*** Available data

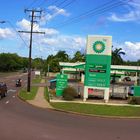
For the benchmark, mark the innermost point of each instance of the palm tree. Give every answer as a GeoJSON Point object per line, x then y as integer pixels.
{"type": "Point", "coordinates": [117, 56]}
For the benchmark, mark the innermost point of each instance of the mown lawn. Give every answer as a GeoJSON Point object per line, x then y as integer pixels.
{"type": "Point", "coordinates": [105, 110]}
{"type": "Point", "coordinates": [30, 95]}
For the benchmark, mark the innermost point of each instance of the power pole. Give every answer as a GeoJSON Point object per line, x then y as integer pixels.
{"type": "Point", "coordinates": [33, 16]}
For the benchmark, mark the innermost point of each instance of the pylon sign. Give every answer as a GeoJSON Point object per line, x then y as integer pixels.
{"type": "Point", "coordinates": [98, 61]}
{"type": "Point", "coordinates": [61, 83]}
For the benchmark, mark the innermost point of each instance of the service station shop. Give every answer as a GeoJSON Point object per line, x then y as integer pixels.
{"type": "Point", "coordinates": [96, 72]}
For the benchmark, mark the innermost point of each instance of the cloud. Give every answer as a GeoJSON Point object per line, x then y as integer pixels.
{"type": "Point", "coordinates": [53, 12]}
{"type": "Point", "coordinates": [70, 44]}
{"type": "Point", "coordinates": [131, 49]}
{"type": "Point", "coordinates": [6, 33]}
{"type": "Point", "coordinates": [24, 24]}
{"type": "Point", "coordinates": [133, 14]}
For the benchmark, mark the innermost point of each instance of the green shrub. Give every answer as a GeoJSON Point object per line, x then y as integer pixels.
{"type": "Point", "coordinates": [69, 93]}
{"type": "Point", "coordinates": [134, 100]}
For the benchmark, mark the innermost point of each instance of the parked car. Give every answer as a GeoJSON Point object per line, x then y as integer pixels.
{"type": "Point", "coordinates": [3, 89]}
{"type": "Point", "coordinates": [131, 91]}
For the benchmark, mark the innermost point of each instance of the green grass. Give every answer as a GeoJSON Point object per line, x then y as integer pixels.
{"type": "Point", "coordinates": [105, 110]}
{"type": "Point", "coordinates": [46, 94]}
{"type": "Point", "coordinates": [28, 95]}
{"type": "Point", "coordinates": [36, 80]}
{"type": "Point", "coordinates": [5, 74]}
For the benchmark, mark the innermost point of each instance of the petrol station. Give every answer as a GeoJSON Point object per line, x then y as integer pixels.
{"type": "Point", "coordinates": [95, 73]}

******
*** Available data

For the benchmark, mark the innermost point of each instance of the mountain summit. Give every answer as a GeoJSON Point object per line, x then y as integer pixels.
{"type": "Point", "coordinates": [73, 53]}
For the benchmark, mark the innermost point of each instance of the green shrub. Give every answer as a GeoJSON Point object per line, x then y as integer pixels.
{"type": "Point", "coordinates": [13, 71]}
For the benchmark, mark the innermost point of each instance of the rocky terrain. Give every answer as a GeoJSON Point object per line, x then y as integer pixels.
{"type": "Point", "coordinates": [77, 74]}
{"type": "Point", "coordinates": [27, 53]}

******
*** Available data

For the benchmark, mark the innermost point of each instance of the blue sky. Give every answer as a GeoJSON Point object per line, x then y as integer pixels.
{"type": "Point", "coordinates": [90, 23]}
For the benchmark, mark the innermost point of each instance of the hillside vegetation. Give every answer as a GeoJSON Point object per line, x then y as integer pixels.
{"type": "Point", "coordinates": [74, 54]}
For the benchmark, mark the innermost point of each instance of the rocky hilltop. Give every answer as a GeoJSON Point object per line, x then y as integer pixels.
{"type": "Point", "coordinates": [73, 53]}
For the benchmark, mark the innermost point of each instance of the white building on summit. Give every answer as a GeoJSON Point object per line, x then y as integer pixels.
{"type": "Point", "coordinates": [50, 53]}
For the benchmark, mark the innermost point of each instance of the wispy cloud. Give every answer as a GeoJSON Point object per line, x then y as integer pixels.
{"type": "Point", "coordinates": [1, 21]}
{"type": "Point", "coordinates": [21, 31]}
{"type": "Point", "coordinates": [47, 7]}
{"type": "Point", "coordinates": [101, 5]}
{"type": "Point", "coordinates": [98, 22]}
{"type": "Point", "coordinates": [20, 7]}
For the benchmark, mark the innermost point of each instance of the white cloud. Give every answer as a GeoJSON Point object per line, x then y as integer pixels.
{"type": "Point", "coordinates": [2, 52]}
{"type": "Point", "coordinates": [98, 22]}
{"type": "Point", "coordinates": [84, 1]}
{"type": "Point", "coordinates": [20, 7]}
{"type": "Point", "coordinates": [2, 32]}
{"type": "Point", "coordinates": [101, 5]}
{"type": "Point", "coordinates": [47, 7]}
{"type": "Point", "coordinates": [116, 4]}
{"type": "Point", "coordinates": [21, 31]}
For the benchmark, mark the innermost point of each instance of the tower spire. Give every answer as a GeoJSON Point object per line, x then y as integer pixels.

******

→ Task brief
Output the lines of the records as a numbered list, leaving out blank lines. Begin at the line that contains "of the hillside" and stop after the line that contains "of the tower".

→ Response
1. For the benchmark, mark the innermost point of each instance of the hillside vegetation. Give every answer as a GeoJSON Point object per line, x then y as integer pixels.
2. {"type": "Point", "coordinates": [74, 54]}
3. For the benchmark, mark the innermost point of each instance of the rocky hilltop. Give every answer as a GeoJSON Point object per line, x then y as integer pixels.
4. {"type": "Point", "coordinates": [73, 53]}
5. For the benchmark, mark the innermost point of each instance of the white building on summit. Give every answer as a GeoJSON Point object per line, x then y as integer pixels.
6. {"type": "Point", "coordinates": [50, 53]}
7. For the benchmark, mark the innermost point of each instance of the wispy cloud. Give every answer as a GeoJSON Point object per line, x then y as integer pixels.
8. {"type": "Point", "coordinates": [1, 21]}
9. {"type": "Point", "coordinates": [21, 31]}
10. {"type": "Point", "coordinates": [47, 7]}
11. {"type": "Point", "coordinates": [101, 5]}
12. {"type": "Point", "coordinates": [98, 22]}
13. {"type": "Point", "coordinates": [20, 7]}
14. For the benchmark, mark the innermost point of each instance of the white cloud. Give every answer as a GeoJSON Point object per line, x then y as integer pixels.
15. {"type": "Point", "coordinates": [2, 52]}
16. {"type": "Point", "coordinates": [98, 22]}
17. {"type": "Point", "coordinates": [84, 1]}
18. {"type": "Point", "coordinates": [20, 7]}
19. {"type": "Point", "coordinates": [2, 32]}
20. {"type": "Point", "coordinates": [101, 5]}
21. {"type": "Point", "coordinates": [47, 7]}
22. {"type": "Point", "coordinates": [116, 4]}
23. {"type": "Point", "coordinates": [21, 31]}
24. For the benchmark, mark the innermost point of each instance of the tower spire. Give every answer as a GeoJSON Point object per line, x then y as integer pixels.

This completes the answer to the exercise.